## Problem to work on
Could you render the part of the material that opens with the line containing "Find the dog" and closes with the line containing "[(388, 429)]", both lines included, as a JSON list of strings with one string per line? Skip blank lines and leave out the pictures.

## Provided information
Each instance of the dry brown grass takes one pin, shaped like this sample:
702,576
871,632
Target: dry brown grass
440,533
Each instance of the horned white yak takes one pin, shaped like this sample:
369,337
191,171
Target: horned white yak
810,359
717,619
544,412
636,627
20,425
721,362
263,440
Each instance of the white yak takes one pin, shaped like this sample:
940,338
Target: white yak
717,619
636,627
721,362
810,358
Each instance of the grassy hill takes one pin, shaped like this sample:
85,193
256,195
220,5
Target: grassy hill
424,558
--
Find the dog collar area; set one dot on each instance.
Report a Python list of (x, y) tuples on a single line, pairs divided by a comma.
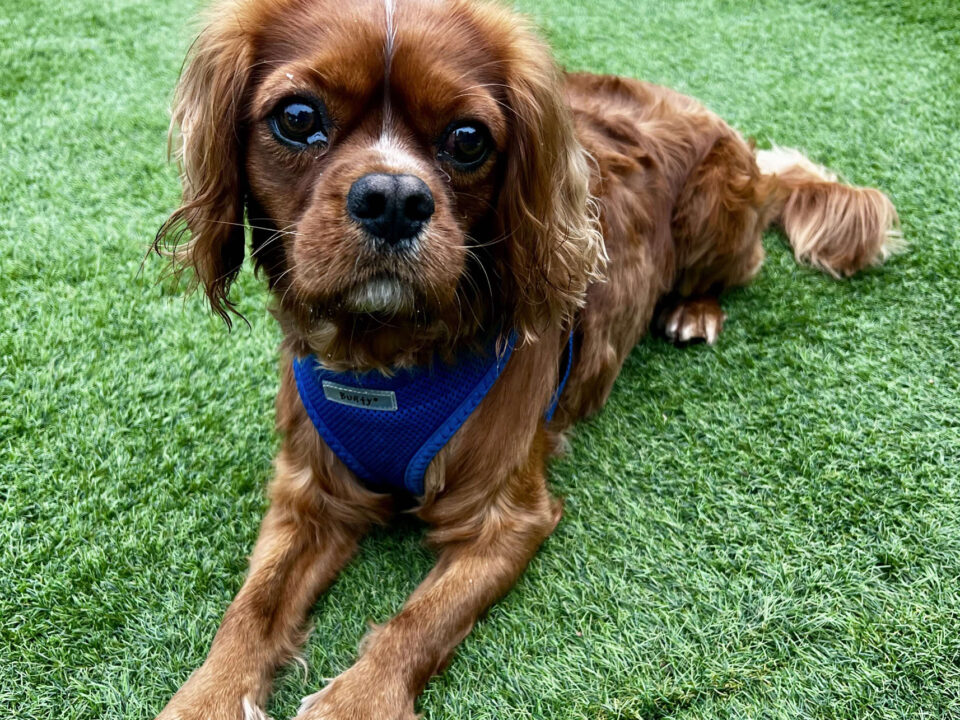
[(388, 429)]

## Solution for this exercise
[
  "Find the dog collar area; set one dot on each instance.",
  "Report a Python list of (x, y) tuples on a single line, pairs divided by a comma.",
  "[(388, 429)]"
]